# Amplificador 50 W Mosfet esquema de Brasil



## Mario Di Domenico (Sep 29, 2018)

navegando por la web me encontre este pequeño amplificador mosfet ideal para principiantes ....


----------



## DOSMETROS (Sep 29, 2018)

Mucho no me cierran los dos díodos del Biass en serie con 2k2 

Daría la impresión que reemplazaron BJT por Mosfets y lo arreglaron con la de 2k2  . . .


----------



## Fogonazo (Sep 29, 2018)

*¡ "El amplificador turco" pero con MOSFET ! *


----------



## pandacba (Sep 29, 2018)

Eso es una muy mala pasada en limpio del que anda dando vuelta por la red desde hace más de 20 años













Tal como esta funciona, no es perfecto, hay que mejorar el bias pero funciona muy bien a la primera


----------



## Mario Di Domenico (Sep 29, 2018)

yo pensé que había encontrado una joya .....y es un engaña pichanga...


----------



## tremex (Sep 29, 2018)

dosmetros ese amplificador que publico el amigo mario funciona bien o le falta algo ??


----------



## pandacba (Sep 30, 2018)

Parece que no lees nada, si te fijas en el circuito que el publico y el que publique yo te daras cuenta si hay diferencias o no y que digo al respecto del mismo.
He armado muchos de ellos, tal cual y con algunas mejoras.
Es bueno siempre y cuando se consigan los TIP14/147 originales, los falsos suenan mal y se rompen rápido. también se puenden utilizar los marcados en el esquema que puse BDW83C/84C.
El esquema que puse es tal como aparecio hace unos 20 años en países como Hungría, Rumania y Turquía entre otros.
En el foro hay un hilo que trata sobre los amplificadores con TIP142/147
Aqui agrego una imagen que me faltaba del posteo original de este amplificador

El otro es una mala copia
Da 100W con 8 ohms de impedancia y 150W con 4 ohms


----------



## tremex (Sep 30, 2018)

gracias


----------



## Mario Di Domenico (Sep 30, 2018)

el amplificador  turco funciona de bastante  bien tiene buena respuesta de graves arme varios ..


----------



## DOSMETROS (Sep 30, 2018)

tremexz dijo:


> dosmetros ese amplificador que publico el amigo mario funciona bien o le falta algo ??


 
Que se yo si anda ese injerto !


----------



## Mario Di Domenico (Sep 30, 2018)

Dosmetros lo voy a simular a ver que pasa..


----------



## DOSMETROS (Sep 30, 2018)

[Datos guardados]

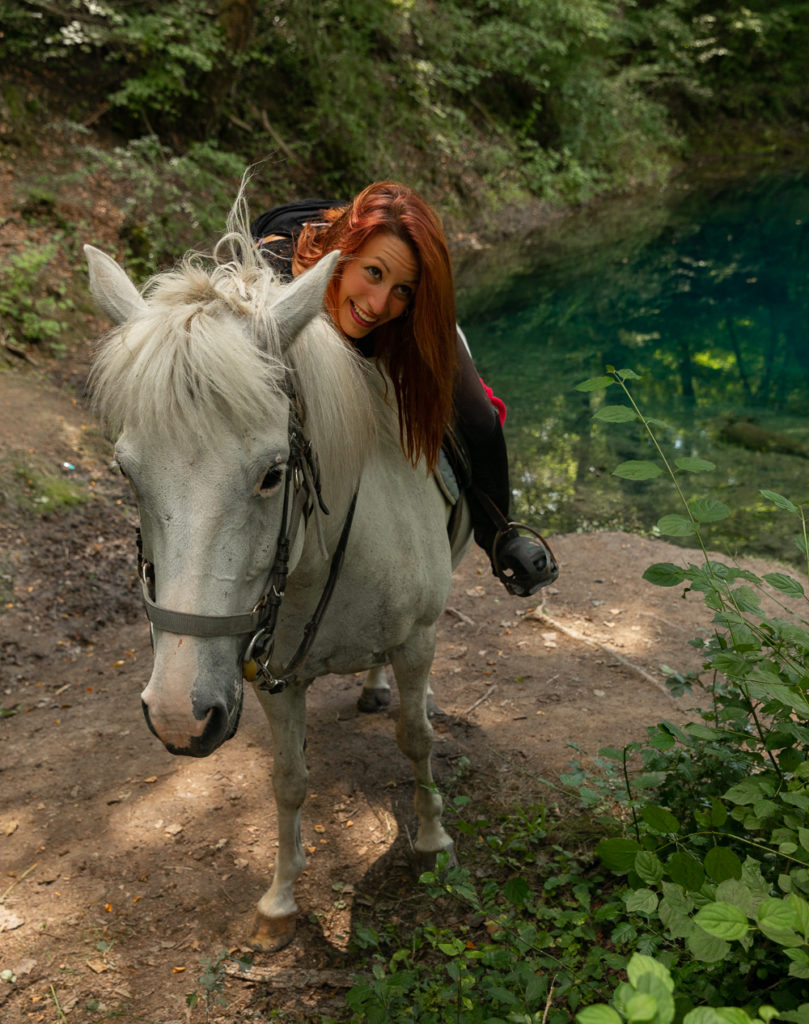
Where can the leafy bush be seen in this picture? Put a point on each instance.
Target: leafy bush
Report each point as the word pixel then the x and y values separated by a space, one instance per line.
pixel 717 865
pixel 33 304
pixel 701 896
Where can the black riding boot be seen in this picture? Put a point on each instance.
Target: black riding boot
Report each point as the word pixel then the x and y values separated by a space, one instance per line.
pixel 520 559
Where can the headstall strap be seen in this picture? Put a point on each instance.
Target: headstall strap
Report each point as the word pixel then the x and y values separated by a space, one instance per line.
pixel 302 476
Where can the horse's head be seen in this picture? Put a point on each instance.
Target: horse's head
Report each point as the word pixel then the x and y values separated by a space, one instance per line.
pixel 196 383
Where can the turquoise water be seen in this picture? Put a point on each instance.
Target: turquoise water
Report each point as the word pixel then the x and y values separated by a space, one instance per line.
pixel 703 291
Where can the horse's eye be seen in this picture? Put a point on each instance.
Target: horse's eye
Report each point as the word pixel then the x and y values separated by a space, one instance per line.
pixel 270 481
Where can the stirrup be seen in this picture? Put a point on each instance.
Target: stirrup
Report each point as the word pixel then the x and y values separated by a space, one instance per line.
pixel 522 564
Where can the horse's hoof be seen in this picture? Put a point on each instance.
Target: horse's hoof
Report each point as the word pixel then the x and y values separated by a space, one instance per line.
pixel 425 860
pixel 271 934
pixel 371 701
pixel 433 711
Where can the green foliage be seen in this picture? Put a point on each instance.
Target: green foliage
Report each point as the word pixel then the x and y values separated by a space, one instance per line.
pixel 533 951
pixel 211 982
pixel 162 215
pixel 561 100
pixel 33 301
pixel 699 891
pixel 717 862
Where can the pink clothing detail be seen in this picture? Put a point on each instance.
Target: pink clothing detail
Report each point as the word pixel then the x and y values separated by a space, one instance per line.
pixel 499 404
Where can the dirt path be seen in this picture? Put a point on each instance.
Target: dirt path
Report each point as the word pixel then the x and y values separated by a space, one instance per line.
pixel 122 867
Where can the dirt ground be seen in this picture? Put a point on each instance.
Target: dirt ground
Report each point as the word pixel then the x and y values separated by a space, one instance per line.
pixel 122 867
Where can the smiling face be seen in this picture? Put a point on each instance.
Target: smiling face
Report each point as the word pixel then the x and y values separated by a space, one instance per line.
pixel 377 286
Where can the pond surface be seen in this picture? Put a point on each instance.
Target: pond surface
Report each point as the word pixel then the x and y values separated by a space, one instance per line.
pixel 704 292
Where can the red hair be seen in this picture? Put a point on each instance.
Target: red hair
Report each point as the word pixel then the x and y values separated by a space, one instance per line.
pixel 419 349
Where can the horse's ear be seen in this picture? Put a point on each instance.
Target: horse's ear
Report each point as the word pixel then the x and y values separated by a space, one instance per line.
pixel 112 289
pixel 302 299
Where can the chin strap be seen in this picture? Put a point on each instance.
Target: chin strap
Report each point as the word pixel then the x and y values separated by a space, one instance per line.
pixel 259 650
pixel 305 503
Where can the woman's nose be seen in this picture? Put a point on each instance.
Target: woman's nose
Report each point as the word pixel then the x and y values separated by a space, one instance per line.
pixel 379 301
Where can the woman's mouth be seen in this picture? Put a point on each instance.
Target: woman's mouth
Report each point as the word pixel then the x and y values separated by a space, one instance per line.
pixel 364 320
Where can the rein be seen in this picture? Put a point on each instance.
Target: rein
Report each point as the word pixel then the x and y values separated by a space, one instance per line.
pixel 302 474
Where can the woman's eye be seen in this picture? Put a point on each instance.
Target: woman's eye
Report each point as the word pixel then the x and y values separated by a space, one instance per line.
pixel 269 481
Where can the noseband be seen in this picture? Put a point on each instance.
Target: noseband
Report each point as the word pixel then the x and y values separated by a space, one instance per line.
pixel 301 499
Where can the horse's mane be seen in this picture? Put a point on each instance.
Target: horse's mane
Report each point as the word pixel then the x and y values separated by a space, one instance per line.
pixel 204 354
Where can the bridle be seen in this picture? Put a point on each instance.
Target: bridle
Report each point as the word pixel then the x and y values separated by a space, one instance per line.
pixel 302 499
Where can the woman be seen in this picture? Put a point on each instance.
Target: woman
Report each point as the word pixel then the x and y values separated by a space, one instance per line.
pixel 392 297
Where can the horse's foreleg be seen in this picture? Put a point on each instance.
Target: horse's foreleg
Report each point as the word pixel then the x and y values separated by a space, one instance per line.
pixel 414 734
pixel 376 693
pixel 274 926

* * *

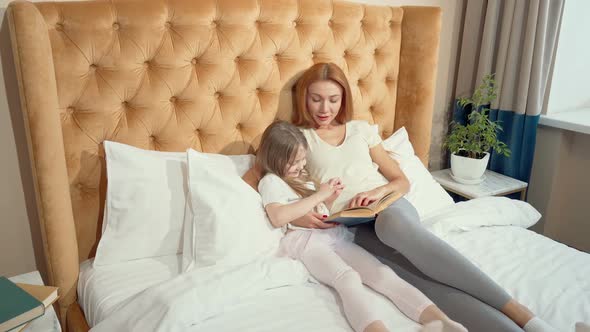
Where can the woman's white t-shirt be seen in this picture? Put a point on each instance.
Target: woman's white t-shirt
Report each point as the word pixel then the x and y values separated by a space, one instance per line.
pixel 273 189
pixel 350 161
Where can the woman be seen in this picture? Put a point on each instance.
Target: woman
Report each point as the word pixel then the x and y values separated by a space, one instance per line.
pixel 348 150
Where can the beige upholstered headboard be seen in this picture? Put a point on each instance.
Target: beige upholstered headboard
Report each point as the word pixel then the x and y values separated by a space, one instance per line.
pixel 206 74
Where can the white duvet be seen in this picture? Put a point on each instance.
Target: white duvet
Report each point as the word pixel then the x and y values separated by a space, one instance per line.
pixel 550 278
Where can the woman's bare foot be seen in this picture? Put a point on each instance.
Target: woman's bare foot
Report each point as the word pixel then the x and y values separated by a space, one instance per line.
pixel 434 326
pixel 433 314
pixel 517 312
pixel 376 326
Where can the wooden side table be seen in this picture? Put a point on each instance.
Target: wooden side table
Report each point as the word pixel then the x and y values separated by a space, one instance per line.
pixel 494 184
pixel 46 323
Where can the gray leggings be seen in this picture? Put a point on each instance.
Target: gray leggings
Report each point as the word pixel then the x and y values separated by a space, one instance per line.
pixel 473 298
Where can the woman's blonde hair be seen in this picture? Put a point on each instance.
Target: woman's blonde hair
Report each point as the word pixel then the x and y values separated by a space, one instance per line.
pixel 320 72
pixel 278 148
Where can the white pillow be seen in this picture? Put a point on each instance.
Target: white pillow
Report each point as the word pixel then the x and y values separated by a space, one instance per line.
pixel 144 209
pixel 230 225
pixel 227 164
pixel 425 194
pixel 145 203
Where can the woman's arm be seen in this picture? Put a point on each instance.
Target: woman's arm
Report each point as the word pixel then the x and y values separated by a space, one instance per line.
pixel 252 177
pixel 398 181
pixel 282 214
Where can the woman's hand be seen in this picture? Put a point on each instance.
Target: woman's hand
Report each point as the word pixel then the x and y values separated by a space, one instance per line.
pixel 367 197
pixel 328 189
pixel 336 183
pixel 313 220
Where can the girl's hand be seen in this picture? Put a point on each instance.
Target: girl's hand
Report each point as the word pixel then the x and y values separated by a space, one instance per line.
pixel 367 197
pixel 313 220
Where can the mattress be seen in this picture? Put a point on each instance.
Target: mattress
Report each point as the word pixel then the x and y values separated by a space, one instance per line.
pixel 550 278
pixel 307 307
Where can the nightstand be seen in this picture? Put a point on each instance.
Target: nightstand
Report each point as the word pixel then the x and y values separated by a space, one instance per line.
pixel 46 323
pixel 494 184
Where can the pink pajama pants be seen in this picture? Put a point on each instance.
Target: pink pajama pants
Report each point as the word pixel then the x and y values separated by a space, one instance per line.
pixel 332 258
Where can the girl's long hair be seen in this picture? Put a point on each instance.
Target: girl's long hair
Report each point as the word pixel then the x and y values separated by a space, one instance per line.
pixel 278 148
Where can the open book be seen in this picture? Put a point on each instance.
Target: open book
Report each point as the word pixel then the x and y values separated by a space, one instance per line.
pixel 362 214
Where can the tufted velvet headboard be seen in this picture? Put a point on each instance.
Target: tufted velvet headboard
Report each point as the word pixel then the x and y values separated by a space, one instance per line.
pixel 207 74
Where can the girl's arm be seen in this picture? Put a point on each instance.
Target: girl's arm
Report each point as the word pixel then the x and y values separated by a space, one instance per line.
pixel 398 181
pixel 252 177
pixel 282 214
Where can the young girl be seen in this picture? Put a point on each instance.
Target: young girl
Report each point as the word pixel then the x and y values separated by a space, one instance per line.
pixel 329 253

* EJERCICIO ESCRITO
Según el hilo sobre el amplificador, ¿en qué países apareció hace unos 20 años el esquema que publicó pandacba?

* RESULTADO DEL EJERCICIO
En países como Hungría, Rumania y Turquía, entre otros.